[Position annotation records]
▬▬▬▬▬▬▬▬▬▬

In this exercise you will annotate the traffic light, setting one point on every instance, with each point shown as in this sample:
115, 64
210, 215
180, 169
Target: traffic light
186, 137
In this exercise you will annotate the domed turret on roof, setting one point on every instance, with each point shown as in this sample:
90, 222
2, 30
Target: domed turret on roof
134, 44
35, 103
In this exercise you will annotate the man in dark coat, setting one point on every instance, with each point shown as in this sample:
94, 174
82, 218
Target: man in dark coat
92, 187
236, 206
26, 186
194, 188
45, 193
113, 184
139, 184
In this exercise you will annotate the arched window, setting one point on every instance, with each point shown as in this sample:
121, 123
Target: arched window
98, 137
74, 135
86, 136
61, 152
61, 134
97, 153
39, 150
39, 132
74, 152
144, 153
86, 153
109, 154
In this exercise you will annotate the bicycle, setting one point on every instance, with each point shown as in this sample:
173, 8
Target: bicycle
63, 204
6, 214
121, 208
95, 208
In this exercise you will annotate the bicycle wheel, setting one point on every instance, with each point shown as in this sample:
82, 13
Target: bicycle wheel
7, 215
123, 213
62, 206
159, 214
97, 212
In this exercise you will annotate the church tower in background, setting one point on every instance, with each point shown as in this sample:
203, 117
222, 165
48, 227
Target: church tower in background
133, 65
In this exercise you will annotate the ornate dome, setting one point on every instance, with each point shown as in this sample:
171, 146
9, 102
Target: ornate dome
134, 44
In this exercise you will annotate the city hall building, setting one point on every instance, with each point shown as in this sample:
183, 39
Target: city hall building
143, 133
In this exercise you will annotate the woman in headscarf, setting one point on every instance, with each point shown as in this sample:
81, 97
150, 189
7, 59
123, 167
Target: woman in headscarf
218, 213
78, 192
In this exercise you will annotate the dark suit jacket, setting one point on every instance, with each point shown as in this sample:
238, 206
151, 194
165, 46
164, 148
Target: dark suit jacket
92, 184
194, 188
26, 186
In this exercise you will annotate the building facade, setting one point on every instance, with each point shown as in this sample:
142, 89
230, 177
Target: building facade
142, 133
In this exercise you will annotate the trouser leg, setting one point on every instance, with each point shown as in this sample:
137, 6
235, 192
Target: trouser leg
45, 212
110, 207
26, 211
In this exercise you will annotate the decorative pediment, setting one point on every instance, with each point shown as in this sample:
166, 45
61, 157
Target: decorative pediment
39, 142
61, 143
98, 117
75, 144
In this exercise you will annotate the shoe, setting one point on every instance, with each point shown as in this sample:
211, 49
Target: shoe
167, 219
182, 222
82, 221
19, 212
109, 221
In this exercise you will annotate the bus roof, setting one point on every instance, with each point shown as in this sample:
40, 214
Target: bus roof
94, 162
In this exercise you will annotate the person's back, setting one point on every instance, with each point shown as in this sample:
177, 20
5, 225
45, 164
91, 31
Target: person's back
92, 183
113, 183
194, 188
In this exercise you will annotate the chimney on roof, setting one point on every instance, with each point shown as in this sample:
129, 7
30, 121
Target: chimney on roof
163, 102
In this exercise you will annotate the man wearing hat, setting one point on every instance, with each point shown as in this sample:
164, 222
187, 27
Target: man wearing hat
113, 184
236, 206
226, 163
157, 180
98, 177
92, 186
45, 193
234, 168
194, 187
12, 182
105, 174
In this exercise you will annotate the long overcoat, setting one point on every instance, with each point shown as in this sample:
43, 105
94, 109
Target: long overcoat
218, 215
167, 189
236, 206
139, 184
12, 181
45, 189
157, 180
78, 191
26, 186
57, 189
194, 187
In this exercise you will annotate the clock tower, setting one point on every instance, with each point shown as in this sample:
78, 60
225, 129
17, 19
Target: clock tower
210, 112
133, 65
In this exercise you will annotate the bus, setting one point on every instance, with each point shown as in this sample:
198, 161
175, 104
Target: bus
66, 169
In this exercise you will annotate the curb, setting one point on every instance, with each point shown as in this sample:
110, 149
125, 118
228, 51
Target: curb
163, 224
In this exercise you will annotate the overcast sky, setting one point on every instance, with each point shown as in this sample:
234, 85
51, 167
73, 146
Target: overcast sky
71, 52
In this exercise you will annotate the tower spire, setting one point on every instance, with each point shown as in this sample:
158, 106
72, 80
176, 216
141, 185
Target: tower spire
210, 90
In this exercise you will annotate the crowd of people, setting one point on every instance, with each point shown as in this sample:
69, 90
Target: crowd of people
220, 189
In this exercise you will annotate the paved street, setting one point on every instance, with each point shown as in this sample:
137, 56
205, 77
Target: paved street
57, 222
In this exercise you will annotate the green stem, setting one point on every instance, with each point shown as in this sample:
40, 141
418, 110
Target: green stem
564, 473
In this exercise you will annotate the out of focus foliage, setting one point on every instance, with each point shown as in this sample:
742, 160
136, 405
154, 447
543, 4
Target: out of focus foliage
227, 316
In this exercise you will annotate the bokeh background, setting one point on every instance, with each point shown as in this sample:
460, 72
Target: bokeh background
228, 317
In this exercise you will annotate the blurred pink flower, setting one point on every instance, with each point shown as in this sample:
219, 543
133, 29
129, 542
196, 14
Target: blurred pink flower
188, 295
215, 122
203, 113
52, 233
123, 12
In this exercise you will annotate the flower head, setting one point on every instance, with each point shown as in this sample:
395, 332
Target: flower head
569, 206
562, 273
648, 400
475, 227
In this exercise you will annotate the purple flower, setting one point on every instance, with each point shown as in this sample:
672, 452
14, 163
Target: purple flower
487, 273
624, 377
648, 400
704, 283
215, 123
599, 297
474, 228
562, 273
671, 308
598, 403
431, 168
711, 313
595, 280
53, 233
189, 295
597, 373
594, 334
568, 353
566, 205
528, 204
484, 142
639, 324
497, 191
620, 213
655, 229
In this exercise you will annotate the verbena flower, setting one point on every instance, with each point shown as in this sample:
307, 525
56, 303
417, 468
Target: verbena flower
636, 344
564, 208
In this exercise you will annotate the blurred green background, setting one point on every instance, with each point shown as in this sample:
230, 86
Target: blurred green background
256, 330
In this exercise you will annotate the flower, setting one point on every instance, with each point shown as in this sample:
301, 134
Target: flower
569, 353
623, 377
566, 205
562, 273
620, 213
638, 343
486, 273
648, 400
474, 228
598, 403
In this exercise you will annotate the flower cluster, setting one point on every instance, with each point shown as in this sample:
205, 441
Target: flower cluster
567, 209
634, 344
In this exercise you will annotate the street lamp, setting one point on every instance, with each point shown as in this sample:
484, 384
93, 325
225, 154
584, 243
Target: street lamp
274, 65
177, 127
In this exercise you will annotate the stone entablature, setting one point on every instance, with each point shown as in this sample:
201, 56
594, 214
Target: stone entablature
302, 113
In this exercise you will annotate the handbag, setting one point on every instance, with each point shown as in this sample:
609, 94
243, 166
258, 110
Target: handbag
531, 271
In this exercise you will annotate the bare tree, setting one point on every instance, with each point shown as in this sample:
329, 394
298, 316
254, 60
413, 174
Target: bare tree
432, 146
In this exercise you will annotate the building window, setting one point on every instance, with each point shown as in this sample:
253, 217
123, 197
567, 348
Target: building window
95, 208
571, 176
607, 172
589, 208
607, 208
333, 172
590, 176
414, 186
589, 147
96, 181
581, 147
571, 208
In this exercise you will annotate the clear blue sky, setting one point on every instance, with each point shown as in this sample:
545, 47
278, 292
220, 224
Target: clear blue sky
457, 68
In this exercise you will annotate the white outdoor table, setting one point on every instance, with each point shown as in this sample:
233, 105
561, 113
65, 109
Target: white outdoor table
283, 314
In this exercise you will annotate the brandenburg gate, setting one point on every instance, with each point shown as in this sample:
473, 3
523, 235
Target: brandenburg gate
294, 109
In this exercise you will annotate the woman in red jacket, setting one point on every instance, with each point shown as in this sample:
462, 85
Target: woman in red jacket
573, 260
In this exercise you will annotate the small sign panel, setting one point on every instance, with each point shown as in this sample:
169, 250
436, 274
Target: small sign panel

▬▬▬▬▬▬▬▬▬▬

[WRITTEN TASK]
Give the lines exactly as they stand, from the line with "In this exercise you will annotate the bare" through the end of the material.

[EXERCISE OUTPUT]
In this exercise you will annotate the bare tree, setting one point on every instance, with each point shown as in this sample:
329, 394
298, 316
254, 60
413, 174
Target: bare tree
432, 146
In this exercise you will annotate the building window, setting one point on every instance, with each point shown as in this sample:
253, 217
123, 197
567, 348
Target: building window
95, 208
571, 176
607, 172
589, 208
607, 208
333, 172
590, 176
414, 186
589, 147
96, 181
581, 147
571, 208
In this exercise you will annotate the clear blue sky, setting one point on every instance, with each point shown as in this sample:
545, 47
278, 292
220, 224
Target: clear blue sky
457, 68
In this exercise you will annotate the white outdoor table, setting one point on every instance, with each point shown as in this sample:
233, 105
561, 113
65, 109
Target: white outdoor table
283, 314
In this exercise you will annotate the brandenburg gate, setting one point on every instance, with each point shown as in this sample:
473, 3
523, 235
Target: brandenburg gate
294, 109
In this exercise you will annotate the woman in red jacket, setting one point on every instance, with each point shown as in this sample:
462, 85
Target: woman in red jacket
573, 260
In this exercise you will annotate the small sign panel, setting one point on every instance, with each point shown as in this sample:
169, 250
436, 274
Target: small sign panel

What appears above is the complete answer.